Natural-language object grounding data:
════════

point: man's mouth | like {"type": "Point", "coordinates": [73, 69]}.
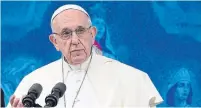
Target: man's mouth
{"type": "Point", "coordinates": [75, 53]}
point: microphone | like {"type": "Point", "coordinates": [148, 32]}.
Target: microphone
{"type": "Point", "coordinates": [33, 93]}
{"type": "Point", "coordinates": [56, 93]}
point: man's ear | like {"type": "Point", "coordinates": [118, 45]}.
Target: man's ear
{"type": "Point", "coordinates": [93, 33]}
{"type": "Point", "coordinates": [53, 40]}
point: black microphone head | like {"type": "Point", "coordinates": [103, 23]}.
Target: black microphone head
{"type": "Point", "coordinates": [61, 87]}
{"type": "Point", "coordinates": [35, 88]}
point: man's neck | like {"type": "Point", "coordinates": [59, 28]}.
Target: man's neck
{"type": "Point", "coordinates": [180, 103]}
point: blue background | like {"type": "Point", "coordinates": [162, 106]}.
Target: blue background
{"type": "Point", "coordinates": [155, 37]}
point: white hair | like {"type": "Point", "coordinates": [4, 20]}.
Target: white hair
{"type": "Point", "coordinates": [67, 7]}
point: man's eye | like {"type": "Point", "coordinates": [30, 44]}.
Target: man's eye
{"type": "Point", "coordinates": [66, 33]}
{"type": "Point", "coordinates": [80, 30]}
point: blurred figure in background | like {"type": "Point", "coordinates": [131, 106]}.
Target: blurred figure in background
{"type": "Point", "coordinates": [179, 89]}
{"type": "Point", "coordinates": [180, 18]}
{"type": "Point", "coordinates": [14, 69]}
{"type": "Point", "coordinates": [103, 37]}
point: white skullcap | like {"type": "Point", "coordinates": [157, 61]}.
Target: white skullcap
{"type": "Point", "coordinates": [66, 7]}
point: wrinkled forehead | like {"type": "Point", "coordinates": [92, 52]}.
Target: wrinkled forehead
{"type": "Point", "coordinates": [70, 18]}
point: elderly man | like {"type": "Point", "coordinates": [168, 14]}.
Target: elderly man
{"type": "Point", "coordinates": [92, 80]}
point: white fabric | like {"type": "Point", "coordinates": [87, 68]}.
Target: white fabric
{"type": "Point", "coordinates": [73, 79]}
{"type": "Point", "coordinates": [109, 84]}
{"type": "Point", "coordinates": [66, 7]}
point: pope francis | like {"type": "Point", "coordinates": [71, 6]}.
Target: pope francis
{"type": "Point", "coordinates": [92, 80]}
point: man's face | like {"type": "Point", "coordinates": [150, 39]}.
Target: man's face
{"type": "Point", "coordinates": [77, 48]}
{"type": "Point", "coordinates": [182, 90]}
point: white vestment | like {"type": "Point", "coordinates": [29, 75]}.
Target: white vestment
{"type": "Point", "coordinates": [108, 84]}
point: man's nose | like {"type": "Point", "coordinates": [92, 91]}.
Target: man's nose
{"type": "Point", "coordinates": [75, 38]}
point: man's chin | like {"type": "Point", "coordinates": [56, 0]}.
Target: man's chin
{"type": "Point", "coordinates": [78, 60]}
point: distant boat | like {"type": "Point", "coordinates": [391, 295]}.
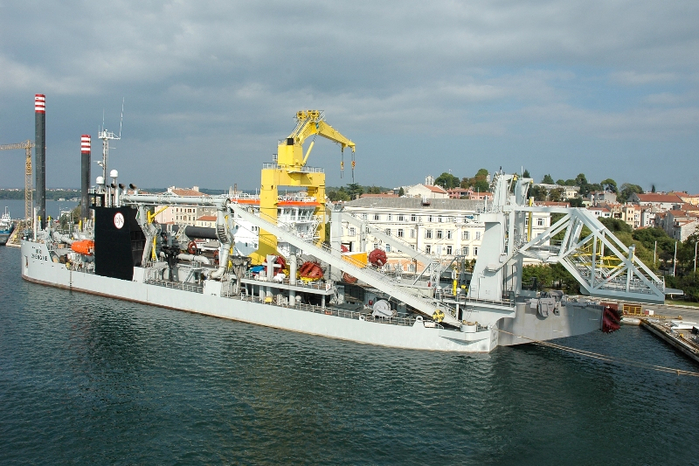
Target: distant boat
{"type": "Point", "coordinates": [6, 227]}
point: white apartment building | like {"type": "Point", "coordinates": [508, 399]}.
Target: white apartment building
{"type": "Point", "coordinates": [183, 214]}
{"type": "Point", "coordinates": [443, 228]}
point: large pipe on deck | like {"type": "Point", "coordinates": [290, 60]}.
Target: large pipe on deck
{"type": "Point", "coordinates": [40, 156]}
{"type": "Point", "coordinates": [226, 240]}
{"type": "Point", "coordinates": [85, 158]}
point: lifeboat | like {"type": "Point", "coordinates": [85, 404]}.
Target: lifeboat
{"type": "Point", "coordinates": [279, 261]}
{"type": "Point", "coordinates": [310, 271]}
{"type": "Point", "coordinates": [611, 320]}
{"type": "Point", "coordinates": [85, 247]}
{"type": "Point", "coordinates": [377, 258]}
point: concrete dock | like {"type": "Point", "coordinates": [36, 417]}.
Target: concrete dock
{"type": "Point", "coordinates": [682, 340]}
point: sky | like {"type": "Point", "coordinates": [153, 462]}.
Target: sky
{"type": "Point", "coordinates": [606, 88]}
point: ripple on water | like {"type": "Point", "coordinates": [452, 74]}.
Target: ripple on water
{"type": "Point", "coordinates": [90, 380]}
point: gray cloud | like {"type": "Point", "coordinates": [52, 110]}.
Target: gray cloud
{"type": "Point", "coordinates": [421, 86]}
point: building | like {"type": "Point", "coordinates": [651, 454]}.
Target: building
{"type": "Point", "coordinates": [183, 214]}
{"type": "Point", "coordinates": [679, 224]}
{"type": "Point", "coordinates": [426, 191]}
{"type": "Point", "coordinates": [600, 197]}
{"type": "Point", "coordinates": [658, 200]}
{"type": "Point", "coordinates": [442, 228]}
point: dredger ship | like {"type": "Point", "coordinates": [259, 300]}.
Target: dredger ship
{"type": "Point", "coordinates": [314, 287]}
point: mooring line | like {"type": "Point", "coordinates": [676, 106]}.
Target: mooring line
{"type": "Point", "coordinates": [606, 358]}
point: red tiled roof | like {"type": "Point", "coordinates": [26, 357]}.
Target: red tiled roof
{"type": "Point", "coordinates": [435, 189]}
{"type": "Point", "coordinates": [655, 197]}
{"type": "Point", "coordinates": [186, 192]}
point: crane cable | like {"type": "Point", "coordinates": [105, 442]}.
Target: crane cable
{"type": "Point", "coordinates": [606, 358]}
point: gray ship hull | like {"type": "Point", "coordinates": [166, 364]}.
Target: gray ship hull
{"type": "Point", "coordinates": [39, 265]}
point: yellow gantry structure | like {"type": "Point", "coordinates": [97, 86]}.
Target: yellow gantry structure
{"type": "Point", "coordinates": [291, 170]}
{"type": "Point", "coordinates": [28, 186]}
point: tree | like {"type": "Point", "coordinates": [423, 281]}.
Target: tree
{"type": "Point", "coordinates": [477, 183]}
{"type": "Point", "coordinates": [354, 190]}
{"type": "Point", "coordinates": [615, 225]}
{"type": "Point", "coordinates": [447, 181]}
{"type": "Point", "coordinates": [627, 189]}
{"type": "Point", "coordinates": [336, 195]}
{"type": "Point", "coordinates": [556, 195]}
{"type": "Point", "coordinates": [609, 185]}
{"type": "Point", "coordinates": [481, 186]}
{"type": "Point", "coordinates": [539, 193]}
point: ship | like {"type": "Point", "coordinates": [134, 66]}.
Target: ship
{"type": "Point", "coordinates": [7, 226]}
{"type": "Point", "coordinates": [314, 286]}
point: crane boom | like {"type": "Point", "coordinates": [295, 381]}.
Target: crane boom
{"type": "Point", "coordinates": [291, 170]}
{"type": "Point", "coordinates": [28, 187]}
{"type": "Point", "coordinates": [308, 123]}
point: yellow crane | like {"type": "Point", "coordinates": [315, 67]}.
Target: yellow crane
{"type": "Point", "coordinates": [291, 170]}
{"type": "Point", "coordinates": [28, 187]}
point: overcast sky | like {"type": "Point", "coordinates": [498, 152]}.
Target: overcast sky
{"type": "Point", "coordinates": [606, 88]}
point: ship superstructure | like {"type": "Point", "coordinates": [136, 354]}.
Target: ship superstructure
{"type": "Point", "coordinates": [316, 287]}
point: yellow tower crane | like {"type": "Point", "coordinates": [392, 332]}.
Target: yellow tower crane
{"type": "Point", "coordinates": [28, 186]}
{"type": "Point", "coordinates": [291, 170]}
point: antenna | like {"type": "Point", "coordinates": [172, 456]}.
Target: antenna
{"type": "Point", "coordinates": [121, 120]}
{"type": "Point", "coordinates": [106, 136]}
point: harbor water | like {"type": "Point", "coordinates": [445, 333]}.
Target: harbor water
{"type": "Point", "coordinates": [90, 380]}
{"type": "Point", "coordinates": [53, 208]}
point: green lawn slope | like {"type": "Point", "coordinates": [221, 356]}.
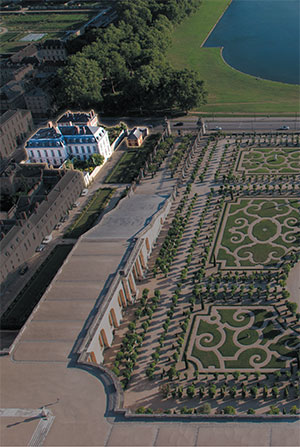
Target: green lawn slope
{"type": "Point", "coordinates": [229, 91]}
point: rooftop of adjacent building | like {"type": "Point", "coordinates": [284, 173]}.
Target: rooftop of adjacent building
{"type": "Point", "coordinates": [6, 115]}
{"type": "Point", "coordinates": [137, 132]}
{"type": "Point", "coordinates": [76, 117]}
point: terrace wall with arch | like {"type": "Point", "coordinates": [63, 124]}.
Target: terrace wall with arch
{"type": "Point", "coordinates": [123, 290]}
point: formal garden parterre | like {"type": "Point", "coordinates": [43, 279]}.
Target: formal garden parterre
{"type": "Point", "coordinates": [214, 330]}
{"type": "Point", "coordinates": [258, 233]}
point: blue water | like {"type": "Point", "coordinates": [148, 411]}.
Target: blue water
{"type": "Point", "coordinates": [261, 38]}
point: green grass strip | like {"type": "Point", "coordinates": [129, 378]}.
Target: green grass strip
{"type": "Point", "coordinates": [230, 91]}
{"type": "Point", "coordinates": [88, 216]}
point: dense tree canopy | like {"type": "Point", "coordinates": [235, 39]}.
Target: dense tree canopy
{"type": "Point", "coordinates": [123, 67]}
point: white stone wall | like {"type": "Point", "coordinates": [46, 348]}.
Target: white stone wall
{"type": "Point", "coordinates": [150, 233]}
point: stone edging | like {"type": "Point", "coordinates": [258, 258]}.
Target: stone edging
{"type": "Point", "coordinates": [116, 400]}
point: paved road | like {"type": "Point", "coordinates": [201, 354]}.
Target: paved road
{"type": "Point", "coordinates": [258, 124]}
{"type": "Point", "coordinates": [261, 124]}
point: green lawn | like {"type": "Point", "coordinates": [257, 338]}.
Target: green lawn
{"type": "Point", "coordinates": [88, 216]}
{"type": "Point", "coordinates": [20, 309]}
{"type": "Point", "coordinates": [229, 91]}
{"type": "Point", "coordinates": [129, 165]}
{"type": "Point", "coordinates": [215, 342]}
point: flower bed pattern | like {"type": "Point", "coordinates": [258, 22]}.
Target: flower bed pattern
{"type": "Point", "coordinates": [257, 233]}
{"type": "Point", "coordinates": [269, 160]}
{"type": "Point", "coordinates": [244, 338]}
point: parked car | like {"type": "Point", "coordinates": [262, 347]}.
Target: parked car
{"type": "Point", "coordinates": [23, 269]}
{"type": "Point", "coordinates": [47, 239]}
{"type": "Point", "coordinates": [40, 247]}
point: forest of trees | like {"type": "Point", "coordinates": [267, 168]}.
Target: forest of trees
{"type": "Point", "coordinates": [124, 68]}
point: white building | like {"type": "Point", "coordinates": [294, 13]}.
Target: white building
{"type": "Point", "coordinates": [56, 143]}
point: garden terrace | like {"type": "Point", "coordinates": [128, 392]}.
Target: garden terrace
{"type": "Point", "coordinates": [240, 338]}
{"type": "Point", "coordinates": [257, 233]}
{"type": "Point", "coordinates": [268, 160]}
{"type": "Point", "coordinates": [226, 337]}
{"type": "Point", "coordinates": [128, 167]}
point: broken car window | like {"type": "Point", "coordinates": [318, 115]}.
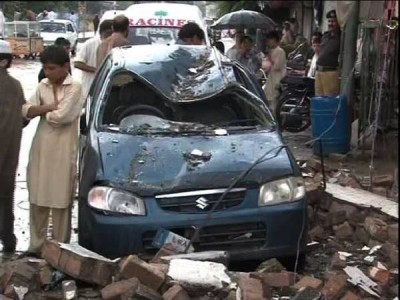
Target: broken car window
{"type": "Point", "coordinates": [136, 107]}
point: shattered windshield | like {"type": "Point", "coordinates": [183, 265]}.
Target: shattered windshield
{"type": "Point", "coordinates": [181, 73]}
{"type": "Point", "coordinates": [136, 107]}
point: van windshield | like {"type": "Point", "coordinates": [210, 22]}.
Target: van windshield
{"type": "Point", "coordinates": [152, 35]}
{"type": "Point", "coordinates": [52, 27]}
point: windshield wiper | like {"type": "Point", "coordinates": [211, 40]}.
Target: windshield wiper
{"type": "Point", "coordinates": [246, 121]}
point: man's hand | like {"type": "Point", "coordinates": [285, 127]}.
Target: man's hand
{"type": "Point", "coordinates": [51, 107]}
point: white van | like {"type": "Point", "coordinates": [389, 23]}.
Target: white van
{"type": "Point", "coordinates": [159, 23]}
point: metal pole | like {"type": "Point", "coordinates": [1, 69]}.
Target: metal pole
{"type": "Point", "coordinates": [349, 58]}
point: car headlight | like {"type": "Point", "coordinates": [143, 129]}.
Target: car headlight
{"type": "Point", "coordinates": [280, 191]}
{"type": "Point", "coordinates": [110, 199]}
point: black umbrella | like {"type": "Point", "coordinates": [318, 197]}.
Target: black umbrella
{"type": "Point", "coordinates": [244, 19]}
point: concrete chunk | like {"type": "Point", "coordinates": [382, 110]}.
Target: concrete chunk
{"type": "Point", "coordinates": [149, 275]}
{"type": "Point", "coordinates": [79, 262]}
{"type": "Point", "coordinates": [194, 275]}
{"type": "Point", "coordinates": [176, 292]}
{"type": "Point", "coordinates": [221, 257]}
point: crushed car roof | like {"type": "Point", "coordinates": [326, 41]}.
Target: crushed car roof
{"type": "Point", "coordinates": [179, 72]}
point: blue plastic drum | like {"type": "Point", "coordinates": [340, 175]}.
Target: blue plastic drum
{"type": "Point", "coordinates": [330, 122]}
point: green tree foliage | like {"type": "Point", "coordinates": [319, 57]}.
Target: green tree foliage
{"type": "Point", "coordinates": [226, 7]}
{"type": "Point", "coordinates": [92, 7]}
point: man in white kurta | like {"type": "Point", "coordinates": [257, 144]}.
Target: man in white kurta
{"type": "Point", "coordinates": [52, 161]}
{"type": "Point", "coordinates": [277, 58]}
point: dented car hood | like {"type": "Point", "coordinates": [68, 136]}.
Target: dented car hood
{"type": "Point", "coordinates": [148, 165]}
{"type": "Point", "coordinates": [182, 73]}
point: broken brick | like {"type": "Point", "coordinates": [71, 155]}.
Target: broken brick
{"type": "Point", "coordinates": [336, 262]}
{"type": "Point", "coordinates": [143, 292]}
{"type": "Point", "coordinates": [176, 292]}
{"type": "Point", "coordinates": [20, 273]}
{"type": "Point", "coordinates": [392, 253]}
{"type": "Point", "coordinates": [343, 231]}
{"type": "Point", "coordinates": [251, 288]}
{"type": "Point", "coordinates": [279, 280]}
{"type": "Point", "coordinates": [362, 235]}
{"type": "Point", "coordinates": [314, 192]}
{"type": "Point", "coordinates": [308, 281]}
{"type": "Point", "coordinates": [9, 292]}
{"type": "Point", "coordinates": [307, 293]}
{"type": "Point", "coordinates": [377, 229]}
{"type": "Point", "coordinates": [315, 164]}
{"type": "Point", "coordinates": [51, 252]}
{"type": "Point", "coordinates": [133, 266]}
{"type": "Point", "coordinates": [115, 290]}
{"type": "Point", "coordinates": [323, 219]}
{"type": "Point", "coordinates": [326, 202]}
{"type": "Point", "coordinates": [350, 296]}
{"type": "Point", "coordinates": [356, 216]}
{"type": "Point", "coordinates": [334, 288]}
{"type": "Point", "coordinates": [383, 180]}
{"type": "Point", "coordinates": [163, 268]}
{"type": "Point", "coordinates": [393, 233]}
{"type": "Point", "coordinates": [45, 273]}
{"type": "Point", "coordinates": [338, 217]}
{"type": "Point", "coordinates": [381, 191]}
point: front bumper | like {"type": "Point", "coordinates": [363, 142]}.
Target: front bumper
{"type": "Point", "coordinates": [245, 231]}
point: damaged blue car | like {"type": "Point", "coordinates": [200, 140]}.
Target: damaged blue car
{"type": "Point", "coordinates": [180, 138]}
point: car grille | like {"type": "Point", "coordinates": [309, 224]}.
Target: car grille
{"type": "Point", "coordinates": [200, 201]}
{"type": "Point", "coordinates": [228, 237]}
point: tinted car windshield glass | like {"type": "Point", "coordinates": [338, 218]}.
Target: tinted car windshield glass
{"type": "Point", "coordinates": [52, 27]}
{"type": "Point", "coordinates": [152, 35]}
{"type": "Point", "coordinates": [181, 73]}
{"type": "Point", "coordinates": [132, 106]}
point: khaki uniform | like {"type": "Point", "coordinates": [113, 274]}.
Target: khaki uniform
{"type": "Point", "coordinates": [275, 75]}
{"type": "Point", "coordinates": [51, 169]}
{"type": "Point", "coordinates": [11, 100]}
{"type": "Point", "coordinates": [327, 83]}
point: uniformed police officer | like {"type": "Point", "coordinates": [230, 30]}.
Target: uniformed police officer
{"type": "Point", "coordinates": [327, 81]}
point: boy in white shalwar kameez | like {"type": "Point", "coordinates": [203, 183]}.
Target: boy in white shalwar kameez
{"type": "Point", "coordinates": [52, 161]}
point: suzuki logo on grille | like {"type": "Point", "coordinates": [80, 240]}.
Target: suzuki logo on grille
{"type": "Point", "coordinates": [202, 203]}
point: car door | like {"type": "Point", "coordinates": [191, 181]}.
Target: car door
{"type": "Point", "coordinates": [93, 96]}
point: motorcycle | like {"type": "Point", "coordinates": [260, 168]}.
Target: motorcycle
{"type": "Point", "coordinates": [293, 107]}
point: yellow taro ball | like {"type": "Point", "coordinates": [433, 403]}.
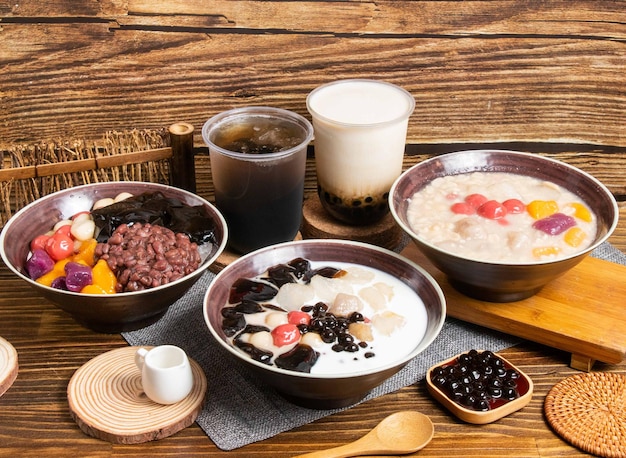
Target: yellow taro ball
{"type": "Point", "coordinates": [540, 209]}
{"type": "Point", "coordinates": [93, 289]}
{"type": "Point", "coordinates": [574, 236]}
{"type": "Point", "coordinates": [581, 212]}
{"type": "Point", "coordinates": [540, 252]}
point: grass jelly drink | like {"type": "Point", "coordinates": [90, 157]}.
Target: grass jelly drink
{"type": "Point", "coordinates": [258, 160]}
{"type": "Point", "coordinates": [360, 135]}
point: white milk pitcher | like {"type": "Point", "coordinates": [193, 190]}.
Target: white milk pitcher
{"type": "Point", "coordinates": [166, 374]}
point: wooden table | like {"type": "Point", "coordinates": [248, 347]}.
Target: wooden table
{"type": "Point", "coordinates": [546, 77]}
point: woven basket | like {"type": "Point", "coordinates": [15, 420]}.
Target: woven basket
{"type": "Point", "coordinates": [589, 411]}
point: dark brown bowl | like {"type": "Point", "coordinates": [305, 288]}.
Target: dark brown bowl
{"type": "Point", "coordinates": [325, 391]}
{"type": "Point", "coordinates": [110, 313]}
{"type": "Point", "coordinates": [502, 282]}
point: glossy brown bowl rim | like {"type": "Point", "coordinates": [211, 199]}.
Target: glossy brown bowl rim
{"type": "Point", "coordinates": [419, 347]}
{"type": "Point", "coordinates": [394, 201]}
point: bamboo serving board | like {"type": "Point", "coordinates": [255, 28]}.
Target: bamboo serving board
{"type": "Point", "coordinates": [582, 312]}
{"type": "Point", "coordinates": [107, 401]}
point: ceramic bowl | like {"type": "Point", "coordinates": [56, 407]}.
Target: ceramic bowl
{"type": "Point", "coordinates": [500, 281]}
{"type": "Point", "coordinates": [329, 390]}
{"type": "Point", "coordinates": [499, 407]}
{"type": "Point", "coordinates": [109, 313]}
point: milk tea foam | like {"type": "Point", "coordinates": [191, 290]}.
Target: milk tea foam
{"type": "Point", "coordinates": [360, 133]}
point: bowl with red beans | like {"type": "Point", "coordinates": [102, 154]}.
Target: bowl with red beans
{"type": "Point", "coordinates": [114, 255]}
{"type": "Point", "coordinates": [502, 224]}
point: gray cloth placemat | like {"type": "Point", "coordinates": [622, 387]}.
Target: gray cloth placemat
{"type": "Point", "coordinates": [240, 409]}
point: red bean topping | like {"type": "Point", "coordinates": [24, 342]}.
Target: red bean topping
{"type": "Point", "coordinates": [145, 256]}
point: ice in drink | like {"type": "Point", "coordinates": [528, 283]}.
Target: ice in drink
{"type": "Point", "coordinates": [258, 161]}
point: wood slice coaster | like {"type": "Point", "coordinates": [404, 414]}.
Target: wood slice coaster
{"type": "Point", "coordinates": [227, 257]}
{"type": "Point", "coordinates": [8, 365]}
{"type": "Point", "coordinates": [318, 224]}
{"type": "Point", "coordinates": [589, 411]}
{"type": "Point", "coordinates": [107, 401]}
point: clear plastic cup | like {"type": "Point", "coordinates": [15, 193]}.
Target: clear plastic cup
{"type": "Point", "coordinates": [258, 162]}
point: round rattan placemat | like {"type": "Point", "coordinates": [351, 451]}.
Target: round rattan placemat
{"type": "Point", "coordinates": [589, 411]}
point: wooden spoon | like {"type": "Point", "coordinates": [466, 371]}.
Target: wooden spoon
{"type": "Point", "coordinates": [400, 433]}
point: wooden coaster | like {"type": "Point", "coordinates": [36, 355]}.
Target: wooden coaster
{"type": "Point", "coordinates": [107, 401]}
{"type": "Point", "coordinates": [589, 411]}
{"type": "Point", "coordinates": [318, 224]}
{"type": "Point", "coordinates": [227, 257]}
{"type": "Point", "coordinates": [8, 365]}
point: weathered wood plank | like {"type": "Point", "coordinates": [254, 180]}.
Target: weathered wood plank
{"type": "Point", "coordinates": [481, 71]}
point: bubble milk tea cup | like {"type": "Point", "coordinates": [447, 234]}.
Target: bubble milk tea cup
{"type": "Point", "coordinates": [360, 135]}
{"type": "Point", "coordinates": [166, 375]}
{"type": "Point", "coordinates": [258, 162]}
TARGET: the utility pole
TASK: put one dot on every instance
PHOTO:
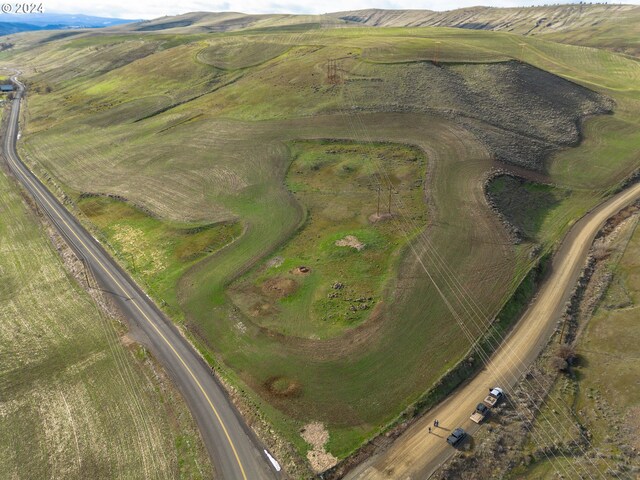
(436, 53)
(332, 71)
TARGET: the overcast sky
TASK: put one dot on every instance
(148, 9)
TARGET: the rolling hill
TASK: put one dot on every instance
(285, 215)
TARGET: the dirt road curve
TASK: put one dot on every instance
(235, 452)
(417, 454)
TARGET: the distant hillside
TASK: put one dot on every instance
(527, 21)
(615, 27)
(203, 22)
(12, 23)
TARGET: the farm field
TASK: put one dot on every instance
(78, 397)
(191, 133)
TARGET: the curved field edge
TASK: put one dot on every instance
(79, 397)
(625, 159)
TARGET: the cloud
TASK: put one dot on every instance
(148, 9)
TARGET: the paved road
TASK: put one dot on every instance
(417, 454)
(234, 450)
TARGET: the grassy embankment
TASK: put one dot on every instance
(208, 160)
(75, 401)
(603, 394)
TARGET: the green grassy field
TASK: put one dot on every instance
(156, 252)
(349, 244)
(184, 128)
(77, 399)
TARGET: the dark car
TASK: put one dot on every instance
(456, 437)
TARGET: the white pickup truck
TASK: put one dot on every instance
(495, 395)
(482, 409)
(481, 412)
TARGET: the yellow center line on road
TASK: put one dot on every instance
(155, 327)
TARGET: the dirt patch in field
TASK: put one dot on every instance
(279, 287)
(383, 217)
(262, 309)
(301, 270)
(350, 241)
(283, 387)
(316, 435)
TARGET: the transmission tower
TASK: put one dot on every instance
(332, 71)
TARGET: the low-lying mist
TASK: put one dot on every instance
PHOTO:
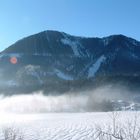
(86, 101)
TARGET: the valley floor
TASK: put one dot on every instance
(72, 126)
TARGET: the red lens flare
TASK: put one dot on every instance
(13, 60)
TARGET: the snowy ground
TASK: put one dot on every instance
(63, 126)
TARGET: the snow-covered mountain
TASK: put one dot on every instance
(53, 60)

════════

*WHAT THE TASK ASKS*
Set down, unchanged, only those lines above that fall between the line with "point: white van" and the line with "point: broken brick", the two end lines included.

*ANSWER BOX*
point: white van | like {"type": "Point", "coordinates": [389, 23]}.
Target: white van
{"type": "Point", "coordinates": [159, 23]}
point: metal pole | like {"type": "Point", "coordinates": [1, 69]}.
Target: metal pole
{"type": "Point", "coordinates": [349, 58]}
point: car headlight | like {"type": "Point", "coordinates": [143, 129]}.
Target: car headlight
{"type": "Point", "coordinates": [280, 191]}
{"type": "Point", "coordinates": [110, 199]}
point: black umbrella | like {"type": "Point", "coordinates": [318, 197]}.
Target: black umbrella
{"type": "Point", "coordinates": [244, 19]}
point: concrete chunk | like {"type": "Point", "coordinates": [382, 110]}.
Target: concrete chunk
{"type": "Point", "coordinates": [149, 275]}
{"type": "Point", "coordinates": [79, 262]}
{"type": "Point", "coordinates": [194, 275]}
{"type": "Point", "coordinates": [176, 292]}
{"type": "Point", "coordinates": [221, 257]}
point: crushed car roof | like {"type": "Point", "coordinates": [326, 41]}.
Target: crushed car roof
{"type": "Point", "coordinates": [179, 72]}
point: blue plastic drum | like {"type": "Point", "coordinates": [340, 175]}.
Target: blue plastic drum
{"type": "Point", "coordinates": [330, 122]}
point: green tree foliage | like {"type": "Point", "coordinates": [319, 57]}.
Target: green tree foliage
{"type": "Point", "coordinates": [226, 7]}
{"type": "Point", "coordinates": [92, 7]}
point: man in white kurta | like {"type": "Point", "coordinates": [257, 144]}.
Target: man in white kurta
{"type": "Point", "coordinates": [52, 161]}
{"type": "Point", "coordinates": [277, 58]}
point: dented car hood | like {"type": "Point", "coordinates": [68, 136]}.
Target: dented car hood
{"type": "Point", "coordinates": [148, 165]}
{"type": "Point", "coordinates": [182, 73]}
point: broken brick | like {"type": "Point", "coordinates": [71, 155]}.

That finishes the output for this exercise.